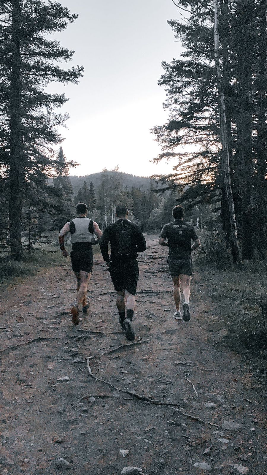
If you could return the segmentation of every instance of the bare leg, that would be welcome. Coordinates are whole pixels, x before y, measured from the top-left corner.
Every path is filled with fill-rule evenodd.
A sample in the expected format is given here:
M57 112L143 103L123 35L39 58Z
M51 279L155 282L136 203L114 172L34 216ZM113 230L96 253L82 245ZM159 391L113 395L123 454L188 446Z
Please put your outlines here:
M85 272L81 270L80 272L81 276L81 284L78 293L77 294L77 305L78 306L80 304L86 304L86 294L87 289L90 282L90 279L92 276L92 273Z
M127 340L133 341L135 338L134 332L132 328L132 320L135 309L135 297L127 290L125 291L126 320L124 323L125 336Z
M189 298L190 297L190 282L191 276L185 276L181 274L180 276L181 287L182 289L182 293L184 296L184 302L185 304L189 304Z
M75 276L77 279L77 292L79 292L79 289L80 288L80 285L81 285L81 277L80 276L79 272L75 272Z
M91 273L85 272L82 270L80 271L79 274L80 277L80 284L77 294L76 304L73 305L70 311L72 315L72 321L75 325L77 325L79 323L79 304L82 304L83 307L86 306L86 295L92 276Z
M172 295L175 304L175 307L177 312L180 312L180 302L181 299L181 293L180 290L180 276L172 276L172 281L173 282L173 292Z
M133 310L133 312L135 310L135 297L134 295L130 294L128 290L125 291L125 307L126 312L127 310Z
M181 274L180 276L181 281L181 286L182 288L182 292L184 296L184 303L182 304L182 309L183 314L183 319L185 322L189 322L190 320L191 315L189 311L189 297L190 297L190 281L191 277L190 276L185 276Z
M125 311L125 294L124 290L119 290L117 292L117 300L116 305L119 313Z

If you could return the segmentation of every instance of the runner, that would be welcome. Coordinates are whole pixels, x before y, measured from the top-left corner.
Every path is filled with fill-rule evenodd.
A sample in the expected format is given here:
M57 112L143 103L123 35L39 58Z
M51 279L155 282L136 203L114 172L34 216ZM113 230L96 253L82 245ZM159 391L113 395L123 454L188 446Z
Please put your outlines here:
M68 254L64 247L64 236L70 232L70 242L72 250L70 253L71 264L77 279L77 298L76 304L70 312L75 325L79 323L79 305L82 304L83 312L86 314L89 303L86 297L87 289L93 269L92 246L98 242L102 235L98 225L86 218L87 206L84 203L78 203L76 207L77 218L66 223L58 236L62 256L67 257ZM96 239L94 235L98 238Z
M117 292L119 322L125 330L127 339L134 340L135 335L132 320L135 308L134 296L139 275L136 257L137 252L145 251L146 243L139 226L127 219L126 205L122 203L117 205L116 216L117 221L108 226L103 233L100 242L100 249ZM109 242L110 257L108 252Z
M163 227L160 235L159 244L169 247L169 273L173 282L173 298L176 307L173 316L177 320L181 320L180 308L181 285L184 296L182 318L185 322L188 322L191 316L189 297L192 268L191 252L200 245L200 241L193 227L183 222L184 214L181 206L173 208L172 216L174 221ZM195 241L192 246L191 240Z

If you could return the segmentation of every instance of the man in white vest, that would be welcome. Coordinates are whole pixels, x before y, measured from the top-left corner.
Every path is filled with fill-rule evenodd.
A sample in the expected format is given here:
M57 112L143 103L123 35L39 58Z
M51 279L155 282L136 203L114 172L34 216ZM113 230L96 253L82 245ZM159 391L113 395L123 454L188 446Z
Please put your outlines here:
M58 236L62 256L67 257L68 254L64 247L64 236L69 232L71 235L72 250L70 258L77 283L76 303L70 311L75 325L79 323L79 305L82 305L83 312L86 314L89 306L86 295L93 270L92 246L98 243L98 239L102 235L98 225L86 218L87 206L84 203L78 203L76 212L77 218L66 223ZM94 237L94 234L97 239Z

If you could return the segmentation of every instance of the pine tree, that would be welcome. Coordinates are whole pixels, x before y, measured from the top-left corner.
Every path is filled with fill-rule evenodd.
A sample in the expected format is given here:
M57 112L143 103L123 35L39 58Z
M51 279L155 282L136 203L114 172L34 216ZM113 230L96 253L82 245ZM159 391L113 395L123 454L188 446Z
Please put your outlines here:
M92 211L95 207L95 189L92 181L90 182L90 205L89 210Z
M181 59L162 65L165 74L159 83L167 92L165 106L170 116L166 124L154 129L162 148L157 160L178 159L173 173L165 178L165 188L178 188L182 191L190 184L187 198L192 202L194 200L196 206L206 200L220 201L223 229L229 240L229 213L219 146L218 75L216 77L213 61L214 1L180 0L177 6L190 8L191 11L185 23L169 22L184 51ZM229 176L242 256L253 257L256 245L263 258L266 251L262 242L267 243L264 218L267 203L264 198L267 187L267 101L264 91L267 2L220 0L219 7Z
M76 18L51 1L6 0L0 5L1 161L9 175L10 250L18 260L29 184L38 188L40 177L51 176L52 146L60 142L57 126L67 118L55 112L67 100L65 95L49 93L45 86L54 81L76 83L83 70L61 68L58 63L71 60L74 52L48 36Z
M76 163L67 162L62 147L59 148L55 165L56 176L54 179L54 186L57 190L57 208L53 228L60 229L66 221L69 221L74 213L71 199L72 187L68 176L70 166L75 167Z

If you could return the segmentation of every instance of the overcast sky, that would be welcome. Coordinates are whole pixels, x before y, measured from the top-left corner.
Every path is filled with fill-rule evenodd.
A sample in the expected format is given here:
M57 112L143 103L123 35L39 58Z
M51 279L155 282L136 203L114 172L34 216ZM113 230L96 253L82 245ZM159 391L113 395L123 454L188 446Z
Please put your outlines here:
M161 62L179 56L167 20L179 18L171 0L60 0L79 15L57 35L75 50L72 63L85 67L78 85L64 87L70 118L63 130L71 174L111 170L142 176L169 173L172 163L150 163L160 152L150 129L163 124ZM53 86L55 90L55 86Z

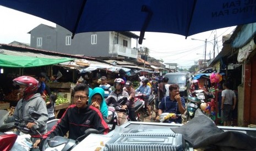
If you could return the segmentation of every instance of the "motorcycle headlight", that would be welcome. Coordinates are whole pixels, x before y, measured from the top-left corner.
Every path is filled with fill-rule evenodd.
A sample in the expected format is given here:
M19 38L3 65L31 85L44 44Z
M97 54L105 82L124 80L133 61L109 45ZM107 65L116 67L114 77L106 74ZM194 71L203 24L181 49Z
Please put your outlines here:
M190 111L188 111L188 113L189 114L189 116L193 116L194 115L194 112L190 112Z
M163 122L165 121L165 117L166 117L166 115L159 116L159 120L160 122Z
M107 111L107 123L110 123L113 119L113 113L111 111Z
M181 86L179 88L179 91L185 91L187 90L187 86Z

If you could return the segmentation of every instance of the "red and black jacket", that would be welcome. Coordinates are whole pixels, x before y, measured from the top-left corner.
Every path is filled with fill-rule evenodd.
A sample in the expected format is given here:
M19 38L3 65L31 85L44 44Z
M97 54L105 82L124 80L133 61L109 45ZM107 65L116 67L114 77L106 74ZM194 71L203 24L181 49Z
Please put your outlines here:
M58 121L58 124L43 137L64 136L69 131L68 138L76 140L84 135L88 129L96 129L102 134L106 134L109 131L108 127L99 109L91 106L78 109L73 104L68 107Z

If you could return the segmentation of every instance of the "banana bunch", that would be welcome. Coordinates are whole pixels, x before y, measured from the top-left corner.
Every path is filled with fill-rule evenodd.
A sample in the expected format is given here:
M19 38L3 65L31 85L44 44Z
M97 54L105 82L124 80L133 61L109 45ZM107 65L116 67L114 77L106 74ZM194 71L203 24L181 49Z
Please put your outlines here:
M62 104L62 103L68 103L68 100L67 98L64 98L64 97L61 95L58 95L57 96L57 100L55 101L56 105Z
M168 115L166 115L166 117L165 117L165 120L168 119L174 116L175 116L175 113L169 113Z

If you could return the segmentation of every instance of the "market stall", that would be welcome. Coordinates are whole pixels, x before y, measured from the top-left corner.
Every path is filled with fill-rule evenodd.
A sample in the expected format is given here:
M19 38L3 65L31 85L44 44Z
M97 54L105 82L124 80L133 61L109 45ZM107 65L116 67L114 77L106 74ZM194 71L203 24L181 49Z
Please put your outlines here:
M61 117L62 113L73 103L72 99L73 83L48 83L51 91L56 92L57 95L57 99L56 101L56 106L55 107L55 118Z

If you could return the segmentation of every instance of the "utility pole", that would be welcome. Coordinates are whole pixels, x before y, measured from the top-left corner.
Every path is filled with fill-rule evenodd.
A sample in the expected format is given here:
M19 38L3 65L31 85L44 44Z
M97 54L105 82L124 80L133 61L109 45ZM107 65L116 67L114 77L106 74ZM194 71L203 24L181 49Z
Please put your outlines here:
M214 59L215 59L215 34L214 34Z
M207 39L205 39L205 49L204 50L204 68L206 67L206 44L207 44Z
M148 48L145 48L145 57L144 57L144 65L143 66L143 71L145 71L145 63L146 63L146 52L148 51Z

> **TASK GOAL**:
Please rewrite the data above as a numbered list, from the line with "the runner, that" to the line with "M163 227L160 235L159", leaving out any blank lines.

> **WRITTEN ANSWER**:
1. If you could return the segmentation of every instance of the runner, that would be welcome. Coordinates are whole pixels, x before y, measured from the top-left corner.
2. Every path is filled with fill-rule evenodd.
3. A sample in the expected format is given here:
4. M57 112L143 103L123 35L39 58Z
5. M51 279L155 282L136 203L114 172L34 216ZM113 230L96 253L82 245ZM159 391L113 395L123 454L188 446Z
6. Please put your outlines here:
7. M68 254L64 247L64 236L70 232L70 242L72 250L70 253L71 264L77 279L77 298L76 304L70 312L75 325L79 323L79 305L82 304L83 312L86 314L89 303L86 297L87 289L93 269L92 246L98 242L102 235L98 225L86 218L87 206L84 203L78 203L76 207L77 218L66 223L58 236L62 256L67 257ZM96 239L94 235L98 238Z
8. M117 292L119 322L125 330L127 339L134 340L135 335L132 320L135 308L134 296L139 275L136 257L137 252L145 251L146 243L139 226L127 219L126 205L122 203L117 205L116 216L117 221L108 226L103 233L100 242L100 249ZM109 242L110 257L108 252Z
9. M163 227L160 235L159 244L169 247L169 273L173 282L173 298L176 307L173 316L177 320L181 320L180 308L181 285L184 296L182 318L185 322L188 322L191 316L189 297L192 268L191 252L200 245L200 241L193 227L183 222L184 214L181 206L173 208L172 216L174 221ZM195 241L192 246L191 240Z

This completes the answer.